Exercise details: Transcribe, word for word, the line containing "of the child's" and each line following it through the end of the listing below. Omit all other lines.

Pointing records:

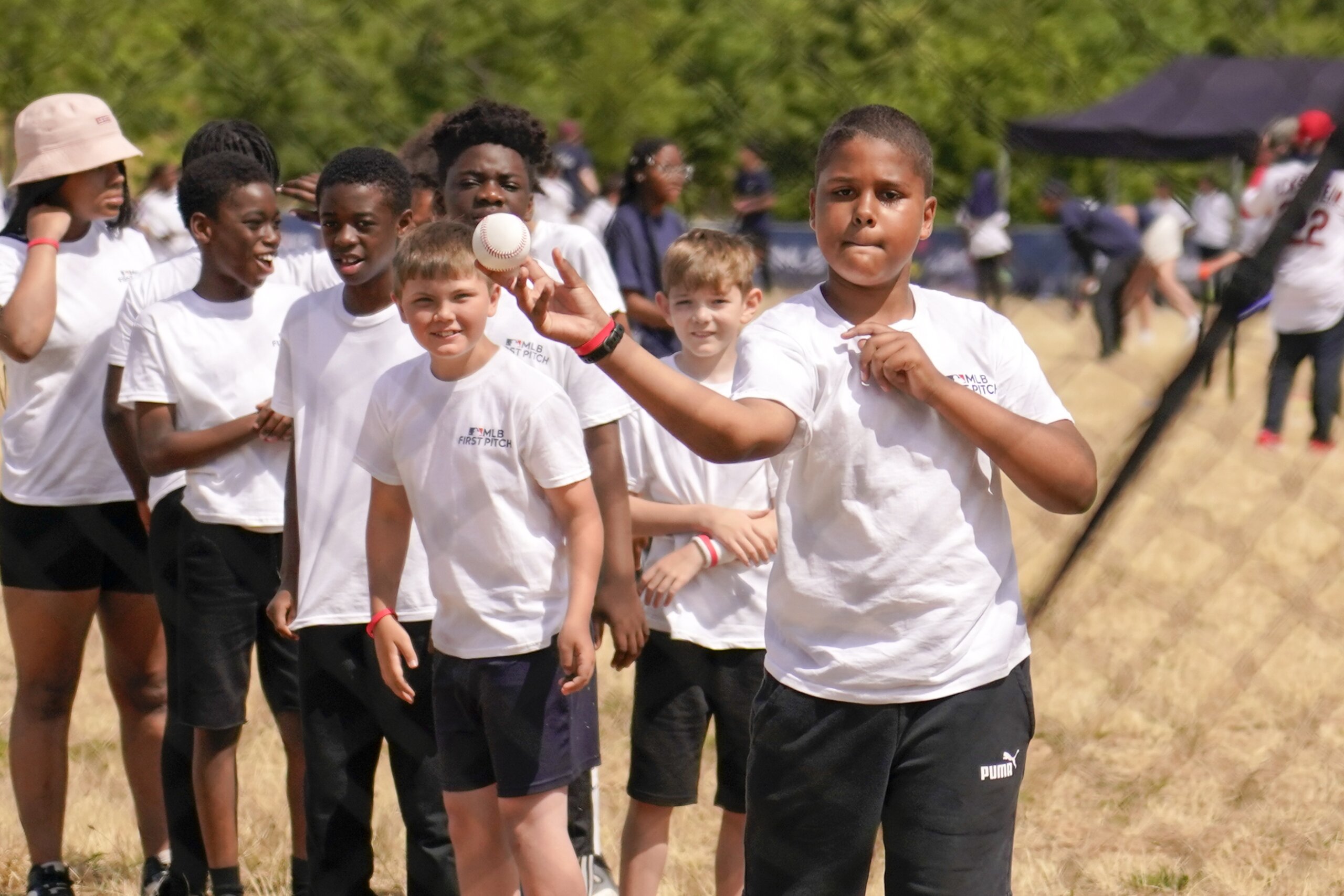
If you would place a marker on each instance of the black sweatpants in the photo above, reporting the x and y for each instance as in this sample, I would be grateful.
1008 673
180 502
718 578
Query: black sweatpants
347 714
188 849
940 777
1326 349
1109 301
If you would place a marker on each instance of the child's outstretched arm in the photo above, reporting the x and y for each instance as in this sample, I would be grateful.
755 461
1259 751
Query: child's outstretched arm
386 539
575 505
1050 462
713 426
166 449
749 535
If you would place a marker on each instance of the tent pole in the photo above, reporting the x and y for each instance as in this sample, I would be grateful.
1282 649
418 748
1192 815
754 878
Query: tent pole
1004 175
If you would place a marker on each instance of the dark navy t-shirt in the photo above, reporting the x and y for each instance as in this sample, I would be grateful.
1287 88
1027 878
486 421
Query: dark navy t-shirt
1092 229
637 244
753 184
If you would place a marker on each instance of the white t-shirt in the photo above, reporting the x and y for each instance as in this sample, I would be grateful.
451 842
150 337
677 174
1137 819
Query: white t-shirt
1309 280
1174 207
310 270
1214 214
474 456
159 218
721 608
553 201
56 453
896 579
215 362
330 361
586 253
594 395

Answer for this exercise:
If you would place a marker on each instance of the child's outstretched arm in the photo above, reporting the x and y for each instance as in this sample, I would be grateful.
755 461
1259 751
Query: child's outstretched arm
386 539
575 505
1050 462
713 426
166 449
749 535
If you would place a marker on each instance of the tent pole in the photo above, reporting the x and y for each instance as in this sample, I would be grateful.
1282 649
418 748
1192 815
754 878
Query: tent pole
1004 175
If you would place a marker on each instance of the dark navy t-shirt in the photo above, reporting the x and y for each instance as in this sample, I would be grateful.
1287 88
1027 878
486 421
Query: dark navy t-shirt
1092 229
637 244
753 184
If you would place a marker on each instance of the white t-shirt in the photo above, reporting the x and y for each instance as in this sample, I would be grateful.
451 842
150 337
677 174
1137 819
Query: white t-shirt
1309 280
1174 207
310 270
1214 214
474 456
159 218
721 608
553 201
56 453
896 579
215 362
330 361
586 253
594 395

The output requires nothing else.